▶ Task to complete
In the entries below, find every line with "tightly" and copy it.
————
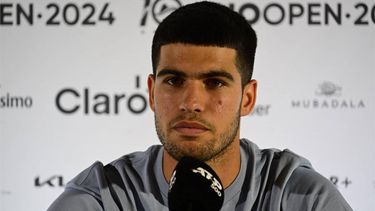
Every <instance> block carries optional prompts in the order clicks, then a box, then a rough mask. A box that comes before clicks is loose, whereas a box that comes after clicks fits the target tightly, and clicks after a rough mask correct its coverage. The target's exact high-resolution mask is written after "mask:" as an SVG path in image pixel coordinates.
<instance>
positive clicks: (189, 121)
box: [172, 121, 209, 136]
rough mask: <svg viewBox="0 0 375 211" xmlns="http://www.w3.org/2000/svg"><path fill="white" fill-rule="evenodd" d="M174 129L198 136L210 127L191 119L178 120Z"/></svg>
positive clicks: (181, 133)
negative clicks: (179, 121) (177, 121)
mask: <svg viewBox="0 0 375 211" xmlns="http://www.w3.org/2000/svg"><path fill="white" fill-rule="evenodd" d="M172 129H174V130H175V131H177V132H178V133H180V134H182V135H184V136H197V135H200V134H202V133H204V132H206V131H208V130H209V129H208V127H206V126H205V125H203V124H201V123H199V122H190V121H181V122H177V123H176V124H175V125H173V127H172Z"/></svg>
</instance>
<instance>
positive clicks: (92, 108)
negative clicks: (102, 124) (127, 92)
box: [55, 87, 147, 115]
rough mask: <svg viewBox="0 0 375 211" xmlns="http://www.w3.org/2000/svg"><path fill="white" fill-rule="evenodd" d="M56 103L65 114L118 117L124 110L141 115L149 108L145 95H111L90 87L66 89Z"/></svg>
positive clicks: (58, 93) (58, 107) (141, 94)
mask: <svg viewBox="0 0 375 211" xmlns="http://www.w3.org/2000/svg"><path fill="white" fill-rule="evenodd" d="M55 103H56V107H57V109H58V110H59V111H60V112H62V113H64V114H77V113H81V114H84V115H89V114H96V115H110V114H114V115H116V114H119V113H120V112H121V111H122V109H123V108H127V109H128V110H129V111H130V112H131V113H133V114H141V113H143V112H144V111H145V110H146V108H147V98H146V96H145V94H141V93H134V94H130V95H127V94H125V93H115V94H109V93H104V92H93V91H92V90H91V89H90V88H88V87H86V88H83V89H76V88H64V89H62V90H60V91H59V92H58V93H57V95H56V98H55Z"/></svg>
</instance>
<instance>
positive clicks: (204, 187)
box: [168, 157, 224, 211]
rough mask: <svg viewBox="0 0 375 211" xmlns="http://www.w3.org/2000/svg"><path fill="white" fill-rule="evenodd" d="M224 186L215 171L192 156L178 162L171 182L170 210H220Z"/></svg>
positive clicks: (215, 210)
mask: <svg viewBox="0 0 375 211" xmlns="http://www.w3.org/2000/svg"><path fill="white" fill-rule="evenodd" d="M223 202H224V188H223V186H222V184H221V181H220V179H219V177H218V176H217V174H216V173H215V171H214V170H213V169H212V168H211V167H210V166H208V165H207V164H206V163H204V162H202V161H199V160H197V159H195V158H191V157H183V158H181V160H180V161H179V162H178V164H177V166H176V168H175V170H174V172H173V175H172V178H171V180H170V183H169V192H168V206H169V210H170V211H187V210H189V211H219V210H220V209H221V207H222V205H223Z"/></svg>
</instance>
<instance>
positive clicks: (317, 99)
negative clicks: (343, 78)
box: [291, 81, 366, 109]
mask: <svg viewBox="0 0 375 211" xmlns="http://www.w3.org/2000/svg"><path fill="white" fill-rule="evenodd" d="M342 90H343V89H342V87H341V86H339V85H337V84H335V83H333V82H329V81H324V82H322V83H321V84H319V85H318V88H317V89H316V91H315V95H316V96H317V97H316V98H312V99H298V100H292V102H291V106H292V108H299V109H362V108H365V107H366V106H365V102H364V101H363V100H362V99H352V98H343V97H342V95H343V94H342Z"/></svg>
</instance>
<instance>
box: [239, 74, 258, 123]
mask: <svg viewBox="0 0 375 211" xmlns="http://www.w3.org/2000/svg"><path fill="white" fill-rule="evenodd" d="M257 83H258V82H257V81H256V80H251V81H250V82H249V83H247V84H246V85H245V87H244V88H243V91H242V102H241V116H246V115H248V114H250V113H251V111H253V108H254V106H255V101H256V96H257V86H258V85H257Z"/></svg>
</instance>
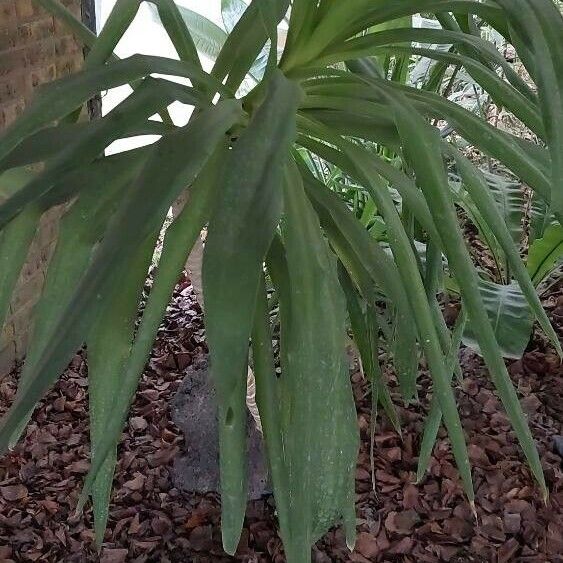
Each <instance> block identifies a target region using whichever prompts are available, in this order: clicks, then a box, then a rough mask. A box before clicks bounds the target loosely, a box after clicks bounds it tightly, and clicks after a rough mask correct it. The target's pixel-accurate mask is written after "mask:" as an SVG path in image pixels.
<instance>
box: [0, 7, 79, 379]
mask: <svg viewBox="0 0 563 563" xmlns="http://www.w3.org/2000/svg"><path fill="white" fill-rule="evenodd" d="M62 2H63V3H64V4H65V5H66V6H67V7H68V8H70V9H71V10H72V11H73V12H74V14H75V15H76V16H78V17H81V1H80V0H62ZM82 60H83V53H82V48H81V46H80V45H79V44H78V43H77V42H76V41H75V40H74V38H73V37H72V35H70V34H69V33H68V31H67V29H66V28H64V27H63V26H62V25H61V24H60V23H59V22H58V21H56V20H54V19H53V17H52V16H50V15H49V14H48V13H46V12H45V11H44V10H42V9H41V8H39V7H38V6H37V5H36V4H35V3H34V2H33V1H32V0H0V130H1V129H2V128H4V127H6V126H8V125H10V123H12V122H13V121H14V120H15V119H16V118H17V116H18V115H19V114H20V113H21V112H22V111H23V109H24V108H25V105H26V104H27V103H28V102H29V100H30V98H31V97H32V96H33V91H34V89H35V88H36V87H37V86H39V85H40V84H42V83H44V82H49V81H51V80H54V79H55V78H59V77H61V76H64V75H66V74H69V73H72V72H74V71H76V70H77V69H79V68H80V66H81V64H82ZM59 216H60V212H59V211H58V210H56V209H54V210H51V211H49V212H47V213H46V214H45V215H44V216H43V217H42V219H41V222H40V225H39V228H38V231H37V235H36V237H35V240H34V241H33V243H32V245H31V248H30V251H29V255H28V259H27V263H26V265H25V266H24V268H23V270H22V273H21V276H20V279H19V281H18V285H17V288H16V292H15V294H14V299H13V301H12V303H11V305H10V314H9V317H8V319H7V321H6V324H5V327H4V329H3V330H2V334H0V376H2V375H4V374H6V373H7V372H9V371H10V370H11V369H12V368H13V367H14V365H15V362H16V361H17V360H18V359H21V358H22V357H23V356H24V355H25V350H26V346H27V338H28V333H29V326H30V319H31V313H32V309H33V306H34V304H35V302H36V301H37V298H38V297H39V294H40V291H41V287H42V286H43V281H44V274H45V267H46V264H47V263H48V260H49V258H50V256H51V253H52V250H53V247H54V244H55V241H56V237H57V223H58V219H59Z"/></svg>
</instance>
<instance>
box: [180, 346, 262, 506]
mask: <svg viewBox="0 0 563 563" xmlns="http://www.w3.org/2000/svg"><path fill="white" fill-rule="evenodd" d="M172 417H173V420H174V422H175V423H176V425H177V426H178V427H179V428H180V430H182V432H183V434H184V444H185V445H184V449H183V451H181V452H180V454H179V456H178V457H177V458H176V459H175V460H174V468H173V479H174V483H175V485H176V487H178V488H179V489H181V490H183V491H187V492H198V493H208V492H215V491H219V438H218V430H217V401H216V394H215V389H214V387H213V383H212V381H211V376H210V374H209V366H208V360H207V358H206V357H204V358H202V359H201V360H199V361H197V362H194V364H193V365H192V366H190V367H189V368H188V369H187V371H186V376H185V378H184V380H183V381H182V383H181V385H180V388H179V389H178V393H177V394H176V397H175V398H174V402H173V405H172ZM247 443H248V456H247V457H248V496H249V498H250V499H258V498H260V497H262V496H263V495H265V494H269V493H270V490H269V488H268V472H267V468H266V463H265V461H264V455H263V453H262V436H261V434H260V432H258V430H256V426H255V424H254V422H253V420H252V419H251V417H250V416H249V421H248V442H247Z"/></svg>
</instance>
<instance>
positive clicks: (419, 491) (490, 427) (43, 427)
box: [0, 280, 563, 563]
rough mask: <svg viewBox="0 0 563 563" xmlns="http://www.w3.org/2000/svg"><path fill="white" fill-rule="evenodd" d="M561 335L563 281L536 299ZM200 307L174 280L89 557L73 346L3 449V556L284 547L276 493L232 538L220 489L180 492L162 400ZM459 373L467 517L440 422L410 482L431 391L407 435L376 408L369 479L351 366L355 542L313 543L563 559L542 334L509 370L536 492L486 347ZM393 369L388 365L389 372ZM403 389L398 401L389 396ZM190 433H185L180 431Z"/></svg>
mask: <svg viewBox="0 0 563 563" xmlns="http://www.w3.org/2000/svg"><path fill="white" fill-rule="evenodd" d="M545 305H546V308H547V310H548V312H549V314H550V317H551V319H552V321H553V322H554V324H555V325H556V327H557V329H558V330H559V332H560V334H561V333H562V332H563V292H562V291H561V290H555V291H553V292H552V294H551V295H550V297H549V298H548V299H547V300H546V302H545ZM200 313H201V312H200V310H199V308H198V306H197V304H196V302H195V299H194V297H193V292H192V288H191V285H190V284H189V282H188V281H187V280H184V281H183V282H182V283H181V284H180V285H179V286H178V288H177V290H176V293H175V296H174V299H173V302H172V304H171V306H170V308H169V310H168V315H167V318H166V321H165V323H164V324H163V326H162V328H161V330H160V333H159V337H158V341H157V343H156V346H155V349H154V351H153V355H152V358H151V361H150V364H149V366H148V368H147V370H146V373H145V375H144V377H143V380H142V383H141V387H140V390H139V392H138V394H137V398H136V401H135V404H134V406H133V409H132V413H131V418H130V421H129V424H128V426H127V428H126V429H125V430H124V433H123V440H122V443H121V445H120V447H119V463H118V468H117V471H116V478H115V489H114V493H113V498H112V502H111V507H110V520H109V527H108V530H107V533H106V537H105V540H106V541H105V543H104V547H103V549H102V552H101V555H100V556H98V555H97V554H96V553H95V550H94V548H93V532H92V513H91V509H90V508H87V509H86V510H85V512H84V514H82V515H77V514H75V507H76V501H77V497H78V495H79V492H80V488H81V484H82V481H83V478H84V475H85V474H86V472H87V470H88V465H89V461H88V449H89V446H88V415H87V378H86V375H87V374H86V369H87V368H86V365H85V362H84V360H83V357H82V355H80V354H79V355H77V356H76V358H75V359H74V360H73V362H72V363H71V365H70V367H69V369H68V370H67V372H66V373H65V375H64V377H63V378H62V379H61V380H60V381H59V382H58V383H57V385H56V386H55V388H54V389H53V390H52V391H51V392H50V393H49V395H48V396H47V397H46V399H45V400H44V401H43V402H42V403H41V405H40V406H39V408H38V409H37V410H36V412H35V414H34V416H33V420H32V422H31V423H30V425H29V428H28V430H27V433H26V436H25V438H24V439H23V441H22V443H21V444H20V445H19V446H18V447H17V448H16V449H15V451H14V452H12V453H11V454H10V455H8V456H7V457H5V458H4V459H2V460H1V461H0V561H4V562H8V561H10V560H13V561H41V562H43V561H45V562H55V561H57V562H58V561H69V562H70V561H74V562H89V561H98V560H100V561H102V562H103V563H121V562H125V561H127V562H136V563H141V562H145V561H154V562H167V561H190V562H191V561H193V562H201V563H203V562H222V561H247V562H262V561H264V562H267V561H274V562H282V561H284V560H285V559H284V556H283V551H282V545H281V541H280V539H279V537H278V535H277V531H276V530H277V528H276V519H275V511H274V508H273V503H272V500H271V499H269V498H265V499H263V500H260V501H256V502H253V503H251V504H249V507H248V512H247V519H246V522H245V528H244V531H243V535H242V540H241V543H240V547H239V551H238V553H237V554H236V556H235V557H233V558H231V557H228V556H226V555H225V554H224V553H223V551H222V549H221V534H220V522H219V520H220V501H219V498H218V496H217V495H214V494H210V495H205V496H198V495H193V494H192V495H190V494H185V493H182V492H180V491H178V490H177V489H176V488H175V487H174V484H173V482H172V478H171V463H172V460H173V458H174V456H175V455H176V453H177V452H178V451H179V449H180V448H182V447H183V440H184V437H183V436H181V435H180V434H179V432H178V430H177V428H175V426H174V425H173V423H172V422H171V416H170V410H169V405H170V402H171V399H172V397H173V396H174V393H175V391H176V389H177V388H178V386H179V384H180V382H181V380H182V377H183V373H184V371H185V369H186V367H187V366H189V365H190V364H191V363H192V362H193V361H194V359H195V358H197V357H198V356H199V355H200V354H202V353H205V343H204V330H203V326H202V319H201V314H200ZM462 365H463V367H464V374H465V380H464V383H463V385H460V386H459V389H458V390H457V393H458V396H459V405H460V412H461V415H462V418H463V421H464V426H465V429H466V432H467V436H468V441H469V443H470V446H469V452H470V457H471V460H472V463H473V467H474V471H473V474H474V482H475V489H476V495H477V502H476V504H477V518H474V516H473V515H472V513H471V510H470V508H469V505H468V503H467V502H466V500H465V498H464V495H463V493H462V490H461V487H460V483H459V479H458V475H457V471H456V469H455V466H454V464H453V460H452V456H451V453H450V450H449V446H448V441H447V438H446V437H445V435H444V434H441V436H440V439H439V442H438V444H437V445H436V447H435V450H434V457H433V459H432V462H431V466H430V471H429V474H428V476H427V478H426V479H425V480H424V481H423V482H422V483H420V484H418V485H417V484H415V483H414V479H415V471H416V462H417V452H418V450H419V445H420V439H421V431H422V427H423V422H424V417H425V413H426V408H427V405H428V399H429V388H430V386H429V385H428V380H427V376H426V375H424V371H423V375H422V376H421V378H420V386H419V394H420V399H421V404H420V405H417V406H410V407H409V408H403V407H401V408H400V411H401V418H402V420H403V424H404V427H403V436H402V440H401V438H400V437H399V436H398V435H397V434H396V433H395V432H394V431H393V430H392V429H391V427H390V425H389V424H388V422H387V420H386V419H385V418H384V417H383V418H379V419H378V421H377V433H376V447H375V492H374V490H373V487H372V478H371V473H370V459H369V423H370V420H369V419H370V398H369V394H368V386H367V385H366V383H365V381H363V380H362V377H361V375H360V374H359V373H358V372H356V373H353V375H352V379H353V383H354V392H355V395H356V399H357V406H358V421H359V426H360V429H361V436H362V447H361V451H360V456H359V462H358V468H357V480H356V492H357V518H358V521H357V522H358V534H359V535H358V542H357V546H356V550H355V552H354V553H350V552H349V551H348V550H347V548H346V546H345V542H344V538H343V535H342V533H341V531H340V530H338V529H336V530H333V531H331V532H330V533H329V534H328V535H327V536H326V538H324V539H323V540H322V541H320V542H319V543H318V544H317V546H316V547H315V549H314V553H313V556H314V561H317V562H323V563H324V562H327V563H329V562H332V561H355V562H360V563H361V562H363V563H365V562H373V561H404V562H415V561H420V562H429V563H430V562H439V561H450V562H453V563H461V562H464V561H477V562H498V563H503V562H507V561H521V562H538V563H540V562H541V563H545V562H549V563H552V562H553V563H556V562H559V561H563V556H562V554H563V541H562V530H563V479H562V471H561V470H562V467H561V458H560V457H559V455H557V454H556V453H554V451H553V439H554V437H555V436H560V435H562V434H563V429H562V422H563V371H562V368H561V366H560V364H559V362H558V359H557V357H556V355H555V353H554V352H553V350H552V349H551V348H550V347H549V346H548V345H547V344H546V342H545V339H544V338H543V337H542V336H541V335H540V334H539V333H536V334H535V336H534V338H533V341H532V342H531V343H530V345H529V347H528V350H527V352H526V354H525V356H524V358H523V359H522V360H520V361H516V362H511V363H510V365H509V371H510V374H511V376H512V378H513V380H514V383H515V384H516V386H517V389H518V392H519V394H520V396H521V399H522V403H523V406H524V408H525V410H526V412H527V413H528V415H529V420H530V425H531V428H532V431H533V434H534V436H535V438H536V440H537V442H538V445H539V450H540V454H541V458H542V463H543V466H544V469H545V474H546V478H547V481H548V485H549V488H550V497H549V499H548V500H547V503H544V501H543V500H542V498H541V496H540V494H539V492H538V489H537V488H536V486H535V484H534V482H533V480H532V478H531V476H530V472H529V471H528V469H527V468H526V466H525V464H524V463H523V458H522V455H521V452H520V450H519V448H518V446H517V444H516V439H515V437H514V434H513V432H512V431H511V430H510V426H509V424H508V422H507V419H506V417H505V415H504V414H503V412H502V409H501V407H500V406H499V403H498V400H497V398H496V396H495V394H494V393H493V391H492V386H491V384H490V381H489V379H488V376H487V373H486V370H484V368H483V366H482V362H481V361H480V359H479V358H478V357H477V356H476V355H475V354H474V353H472V352H470V351H468V350H464V351H463V357H462ZM388 375H389V377H390V378H391V380H393V376H392V373H389V374H388ZM15 381H16V374H13V375H12V376H11V377H9V378H6V379H4V380H3V381H2V382H0V405H1V407H2V410H4V409H5V408H7V406H8V405H9V403H10V401H11V400H12V398H13V396H14V393H15ZM396 400H397V402H398V403H399V404H400V399H399V397H398V395H397V396H396ZM188 439H189V437H188Z"/></svg>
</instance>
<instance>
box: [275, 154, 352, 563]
————
▶ Your response
Every <instance> block carries optional prompts in the order clicks, then a box, then a rough mask. A box that comes before clicks is loose, whereas a box that comes after clicks fits the target tightly, and clicks after a rough mask correct its coverage. The target's exact high-resolution mask is written after "mask:" as an SVG path in image pixel coordinates.
Each <instance> block identifies a target region using whichever prompts are available, in this order: clicks, then a box, then a rough mask. A box before clicks bounds the target loosely, a box after clicks bounds it tightly, and clicks after a rough mask correct it. The target's pixel-accurate mask is written after "mask:" as an SVG path in image pixels.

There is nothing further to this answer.